List each row below that contains the string "bird", copying every such row in full.

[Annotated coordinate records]
##########
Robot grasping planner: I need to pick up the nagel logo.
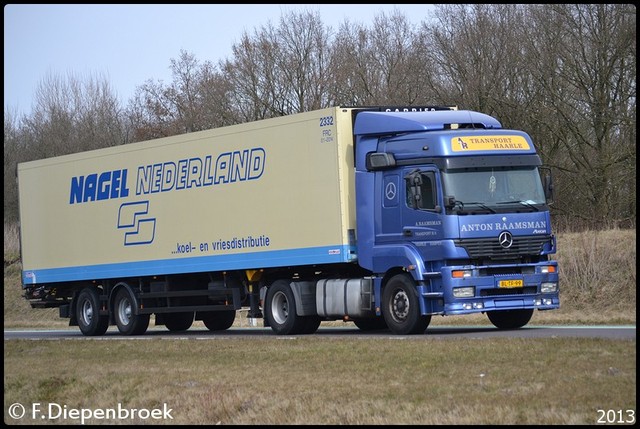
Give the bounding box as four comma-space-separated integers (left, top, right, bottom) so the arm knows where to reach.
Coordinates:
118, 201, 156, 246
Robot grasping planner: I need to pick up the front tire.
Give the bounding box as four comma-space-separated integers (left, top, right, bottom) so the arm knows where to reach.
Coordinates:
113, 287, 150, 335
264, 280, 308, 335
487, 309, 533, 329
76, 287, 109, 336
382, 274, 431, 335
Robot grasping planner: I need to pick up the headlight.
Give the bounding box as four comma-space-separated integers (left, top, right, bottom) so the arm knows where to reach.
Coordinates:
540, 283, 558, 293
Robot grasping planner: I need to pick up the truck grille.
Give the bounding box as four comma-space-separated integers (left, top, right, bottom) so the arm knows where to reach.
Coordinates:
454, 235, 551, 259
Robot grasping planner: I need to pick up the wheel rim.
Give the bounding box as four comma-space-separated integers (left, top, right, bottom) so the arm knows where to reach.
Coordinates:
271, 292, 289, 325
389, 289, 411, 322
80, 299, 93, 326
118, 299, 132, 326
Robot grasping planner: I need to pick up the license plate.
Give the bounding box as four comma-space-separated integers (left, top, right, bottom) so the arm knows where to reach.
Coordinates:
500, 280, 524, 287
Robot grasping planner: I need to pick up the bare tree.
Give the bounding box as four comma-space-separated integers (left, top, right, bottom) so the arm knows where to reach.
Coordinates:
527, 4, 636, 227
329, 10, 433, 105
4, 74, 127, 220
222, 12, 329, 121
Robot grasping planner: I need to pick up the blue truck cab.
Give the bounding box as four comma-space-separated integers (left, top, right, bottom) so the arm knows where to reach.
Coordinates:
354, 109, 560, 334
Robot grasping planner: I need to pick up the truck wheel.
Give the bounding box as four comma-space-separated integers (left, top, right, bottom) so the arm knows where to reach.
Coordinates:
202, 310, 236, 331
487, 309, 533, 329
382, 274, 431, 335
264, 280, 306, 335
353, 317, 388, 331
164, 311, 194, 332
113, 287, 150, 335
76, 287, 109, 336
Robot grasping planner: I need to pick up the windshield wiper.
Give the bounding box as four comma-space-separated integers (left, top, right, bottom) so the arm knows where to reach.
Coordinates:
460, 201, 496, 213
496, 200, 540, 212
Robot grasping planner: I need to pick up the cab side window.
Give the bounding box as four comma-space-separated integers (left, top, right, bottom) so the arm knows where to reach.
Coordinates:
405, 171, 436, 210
##########
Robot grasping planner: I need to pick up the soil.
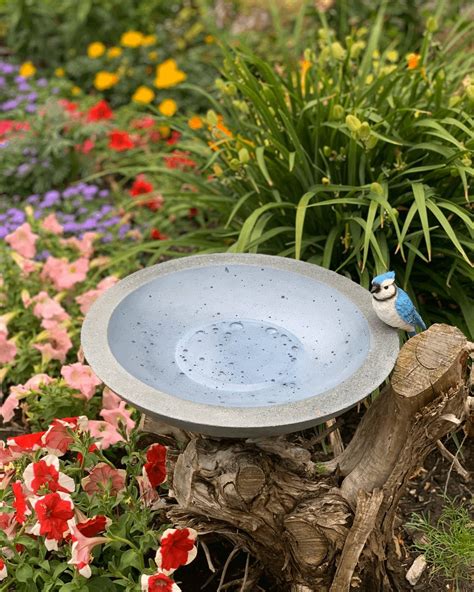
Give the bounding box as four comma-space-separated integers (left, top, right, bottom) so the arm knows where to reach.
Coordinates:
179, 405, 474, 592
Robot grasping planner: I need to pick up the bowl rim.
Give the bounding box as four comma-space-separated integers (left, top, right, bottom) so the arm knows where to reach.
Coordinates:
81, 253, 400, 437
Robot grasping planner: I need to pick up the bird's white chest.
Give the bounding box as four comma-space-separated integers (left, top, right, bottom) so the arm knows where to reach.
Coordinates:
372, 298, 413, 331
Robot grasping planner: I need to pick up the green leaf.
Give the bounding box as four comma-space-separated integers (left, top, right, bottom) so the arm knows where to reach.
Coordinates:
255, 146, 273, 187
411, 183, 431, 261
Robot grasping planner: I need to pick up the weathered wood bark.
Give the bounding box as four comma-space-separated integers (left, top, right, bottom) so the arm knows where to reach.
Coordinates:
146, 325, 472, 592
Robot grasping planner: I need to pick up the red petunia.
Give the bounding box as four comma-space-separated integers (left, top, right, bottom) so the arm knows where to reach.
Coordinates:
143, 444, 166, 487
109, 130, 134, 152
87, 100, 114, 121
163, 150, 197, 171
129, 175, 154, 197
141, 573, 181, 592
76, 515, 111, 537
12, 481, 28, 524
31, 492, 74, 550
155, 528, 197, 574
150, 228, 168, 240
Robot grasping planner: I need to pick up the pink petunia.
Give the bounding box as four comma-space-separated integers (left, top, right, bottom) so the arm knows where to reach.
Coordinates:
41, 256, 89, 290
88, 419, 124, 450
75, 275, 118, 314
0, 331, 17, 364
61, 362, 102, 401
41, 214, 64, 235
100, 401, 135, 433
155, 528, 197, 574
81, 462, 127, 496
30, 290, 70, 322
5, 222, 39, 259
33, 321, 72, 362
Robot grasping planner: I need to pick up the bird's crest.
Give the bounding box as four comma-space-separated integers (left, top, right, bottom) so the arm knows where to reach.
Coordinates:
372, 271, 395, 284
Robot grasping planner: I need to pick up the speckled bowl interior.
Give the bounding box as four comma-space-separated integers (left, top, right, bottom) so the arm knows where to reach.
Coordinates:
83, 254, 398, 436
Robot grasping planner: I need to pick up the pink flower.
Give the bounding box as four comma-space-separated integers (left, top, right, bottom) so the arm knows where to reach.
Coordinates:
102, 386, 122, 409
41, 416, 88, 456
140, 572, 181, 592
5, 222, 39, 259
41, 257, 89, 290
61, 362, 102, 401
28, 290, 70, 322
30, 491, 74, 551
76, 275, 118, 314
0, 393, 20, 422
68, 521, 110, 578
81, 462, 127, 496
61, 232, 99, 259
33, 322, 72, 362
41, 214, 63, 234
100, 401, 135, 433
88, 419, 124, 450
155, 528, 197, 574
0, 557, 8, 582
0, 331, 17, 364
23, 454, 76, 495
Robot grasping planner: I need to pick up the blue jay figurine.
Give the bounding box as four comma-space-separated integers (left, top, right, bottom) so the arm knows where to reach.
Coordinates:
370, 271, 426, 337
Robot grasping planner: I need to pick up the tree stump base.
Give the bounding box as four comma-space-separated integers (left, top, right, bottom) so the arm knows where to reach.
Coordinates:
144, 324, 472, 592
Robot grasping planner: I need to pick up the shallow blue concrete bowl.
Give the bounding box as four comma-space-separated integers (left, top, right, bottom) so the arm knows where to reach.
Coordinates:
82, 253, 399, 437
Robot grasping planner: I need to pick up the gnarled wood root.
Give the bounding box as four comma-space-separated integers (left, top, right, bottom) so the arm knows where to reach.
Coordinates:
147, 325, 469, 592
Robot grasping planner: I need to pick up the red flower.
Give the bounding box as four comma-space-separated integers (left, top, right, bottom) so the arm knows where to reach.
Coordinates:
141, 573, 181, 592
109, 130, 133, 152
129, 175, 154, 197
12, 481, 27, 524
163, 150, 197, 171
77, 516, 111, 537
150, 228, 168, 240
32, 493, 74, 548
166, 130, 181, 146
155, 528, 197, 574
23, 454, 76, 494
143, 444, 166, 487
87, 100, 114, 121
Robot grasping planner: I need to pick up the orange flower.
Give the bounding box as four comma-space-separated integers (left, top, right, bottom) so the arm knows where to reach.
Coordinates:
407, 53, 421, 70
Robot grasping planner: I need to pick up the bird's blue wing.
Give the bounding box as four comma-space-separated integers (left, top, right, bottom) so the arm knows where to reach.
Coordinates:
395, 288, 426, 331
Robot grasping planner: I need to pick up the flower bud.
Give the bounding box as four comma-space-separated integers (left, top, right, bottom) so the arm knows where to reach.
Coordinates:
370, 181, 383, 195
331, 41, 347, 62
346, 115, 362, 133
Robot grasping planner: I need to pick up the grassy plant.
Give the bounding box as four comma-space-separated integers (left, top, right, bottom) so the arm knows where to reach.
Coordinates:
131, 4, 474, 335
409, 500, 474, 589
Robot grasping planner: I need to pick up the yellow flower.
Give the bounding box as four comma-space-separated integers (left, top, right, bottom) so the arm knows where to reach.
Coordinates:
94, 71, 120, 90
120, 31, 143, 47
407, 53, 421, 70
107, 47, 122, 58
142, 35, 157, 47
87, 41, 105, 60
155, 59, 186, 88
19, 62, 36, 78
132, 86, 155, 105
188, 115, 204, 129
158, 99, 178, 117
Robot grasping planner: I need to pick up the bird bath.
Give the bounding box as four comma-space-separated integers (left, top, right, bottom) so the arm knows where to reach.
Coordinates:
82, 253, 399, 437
##########
Output below
Robot grasping planner: I need to pick up the bird's white chest.
Robot grasping planner: I need to pick up the bird's crest.
Robot grasping planner: I need to pick up the bird's blue wing.
Robot grasping planner: I need to pick up the bird bath.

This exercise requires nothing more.